____ PASSAGE
# BIGQUERY TO SNOWFLAKE SCHEMA CONVERSION 

### 1. CREATE SNOWFLAKE DDL SCRIPT FROM JSON SCHEMA FILES
### 2. EXECUTE SCRIPTS TO CREATE TABLES
### 3. PUT DATA FILES INTO INTERNAL STAGE
### 4. COPY DATA FILES FROM INTERNAL STAGE TO SNOWFLAKE TABLES
### 5. VALIDATE SUCCESS AND FAILED LOADS

In [2]:
# Import required libraries
from snowflake.snowpark.session import Session
from snowflake.snowpark.functions import avg, sum, col,lit
from snowflake.snowpark.functions import udf, sproc, col
from snowflake.snowpark.types import IntegerType, FloatType, LongType, DoubleType, DecimalType,StringType, BooleanType, Variant
from snowflake.snowpark.types import PandasSeries, PandasDataFrame
from snowflake.snowpark import functions as fn

import sys ,json
import io
import logging
import pandas as pd

import joblib
import pandas as pd
import numpy as np
import json

from snowflake.snowpark import version
print (f"snowflake snowpark version is: {version.VERSION}")

snowflake snowpark version is: (1, 0, 0)


### Install glob2 if not installed already

In [3]:
#!pip install glob2

### Create the scripts from the provided schema json files

In [4]:
script = []
from glob2 import glob
scriptfiles = glob('schema_files/*.json')
for j in scriptfiles:
# j = 'schema_files/affinity_api_weekly_dma_brand_channel_panel_schema.json'
    try:
        table = j.split('/')[-1].split('.')[0].replace('_schema','')
        f = open(j)
        data = json.load(f)
        col = []
        table_create = [f"create or replace table {table} ("]
        for i in range(len(data)):
            dtype = data[i]['type']
            if data[i]['type'] == 'BIGNUMERIC': ##not supported in snowflake
                dtype = 'NUMBER'
            if i<len(data)-1:
                table_create+=[data[i]['name']+' '+dtype]+[',']
            else:
                table_create+=[data[i]['name']+' '+dtype]        
        table_create+=[')']    
        script+=[''.join([i for i in table_create])]
    except:
        print (f"cannot create dml script for '{j}' , please check if valid file")
print (f"total files read : {len(scriptfiles)}")
print (f"total scripts generated : {len(script)}")
print (f"invalid files : {len(scriptfiles) - len(script)}")

cannot create dml script for 'schema_files/permission-tester.json' , please check if valid file
total files read : 44
total scripts generated : 43
invalid files : 1


### Connect to the snowflake session

In [5]:
snowflake_connection_cfg = open('cred.json')
________
____ DATA RECORDS
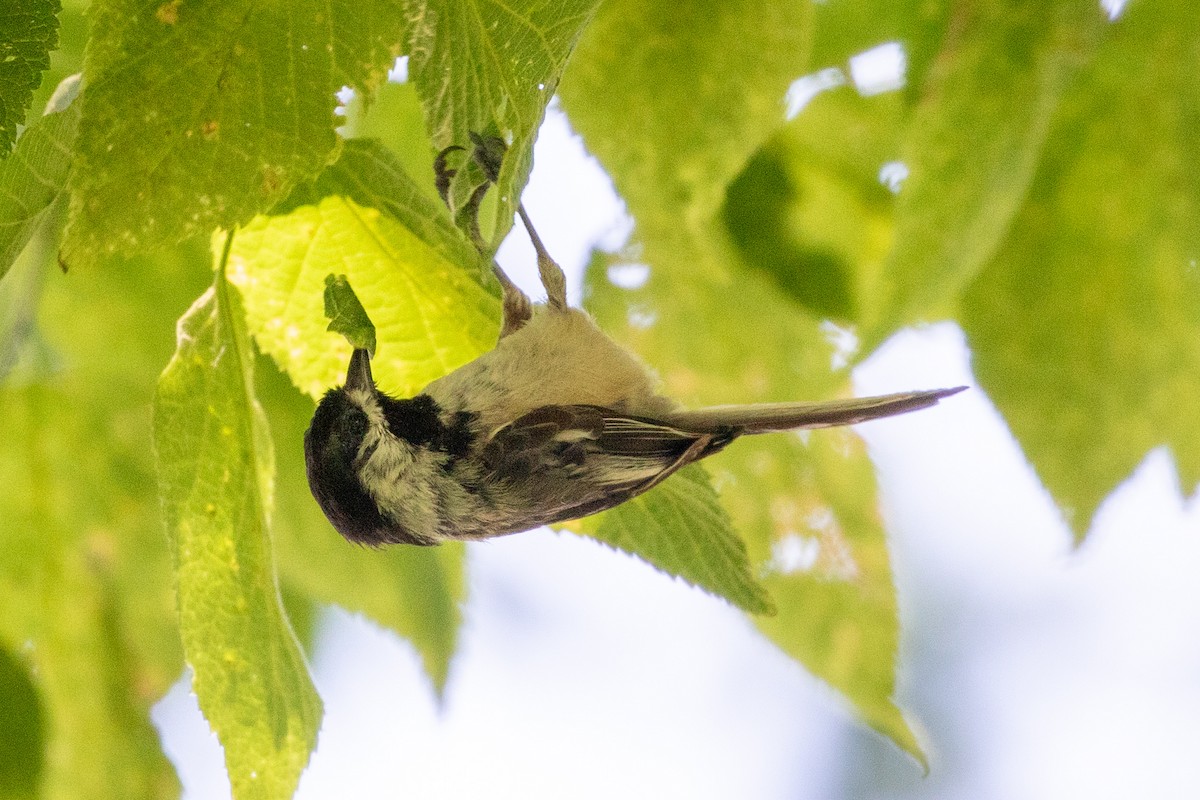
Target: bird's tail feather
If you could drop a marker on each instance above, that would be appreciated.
(765, 417)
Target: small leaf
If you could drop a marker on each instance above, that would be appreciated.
(490, 67)
(29, 31)
(346, 314)
(1085, 329)
(223, 109)
(215, 465)
(682, 529)
(33, 178)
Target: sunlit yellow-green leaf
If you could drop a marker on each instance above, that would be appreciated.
(216, 471)
(431, 316)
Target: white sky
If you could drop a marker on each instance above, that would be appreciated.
(1035, 671)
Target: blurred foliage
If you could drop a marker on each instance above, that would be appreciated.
(1031, 176)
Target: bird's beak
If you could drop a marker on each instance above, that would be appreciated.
(359, 374)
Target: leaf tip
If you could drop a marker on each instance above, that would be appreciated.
(347, 316)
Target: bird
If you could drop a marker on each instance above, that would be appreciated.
(556, 422)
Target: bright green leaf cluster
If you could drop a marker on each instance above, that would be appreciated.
(216, 470)
(1033, 180)
(202, 114)
(675, 188)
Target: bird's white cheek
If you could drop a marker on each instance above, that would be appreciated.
(397, 479)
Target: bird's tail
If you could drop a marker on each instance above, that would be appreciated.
(765, 417)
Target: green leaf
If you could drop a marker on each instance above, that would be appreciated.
(1085, 328)
(828, 569)
(87, 583)
(409, 270)
(346, 313)
(33, 178)
(22, 731)
(223, 109)
(491, 67)
(810, 211)
(682, 529)
(29, 30)
(395, 118)
(414, 591)
(714, 332)
(971, 148)
(216, 467)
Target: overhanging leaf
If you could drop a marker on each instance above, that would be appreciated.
(1085, 328)
(682, 529)
(972, 144)
(215, 464)
(31, 178)
(483, 66)
(430, 314)
(201, 114)
(29, 31)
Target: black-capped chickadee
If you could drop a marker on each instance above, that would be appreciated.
(556, 422)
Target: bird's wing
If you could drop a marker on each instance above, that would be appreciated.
(579, 459)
________
### SHORT EXERCISE:
Resume the BigQuery to Snowflake conversion notebook from its last line.

### ANSWER BELOW:
snowflake_connection_cfg = snowflake_connection_cfg.read()
snowflake_connection_cfg = json.loads(snowflake_connection_cfg)

# Creating Snowpark Session
load_session = Session.builder.configs(snowflake_connection_cfg).create()
print('Current Database:', load_session.get_current_database())
print('Current Schema:', load_session.get_current_schema())
print('Current Warehouse:', load_session.get_current_warehouse())
print("Warehouse set up:")
load_session.sql("show warehouses like 'APP_WH'").collect()

Current Database: "IIC_POC_DB"
Current Schema: "PUBLIC"
Current Warehouse: "APP_WH"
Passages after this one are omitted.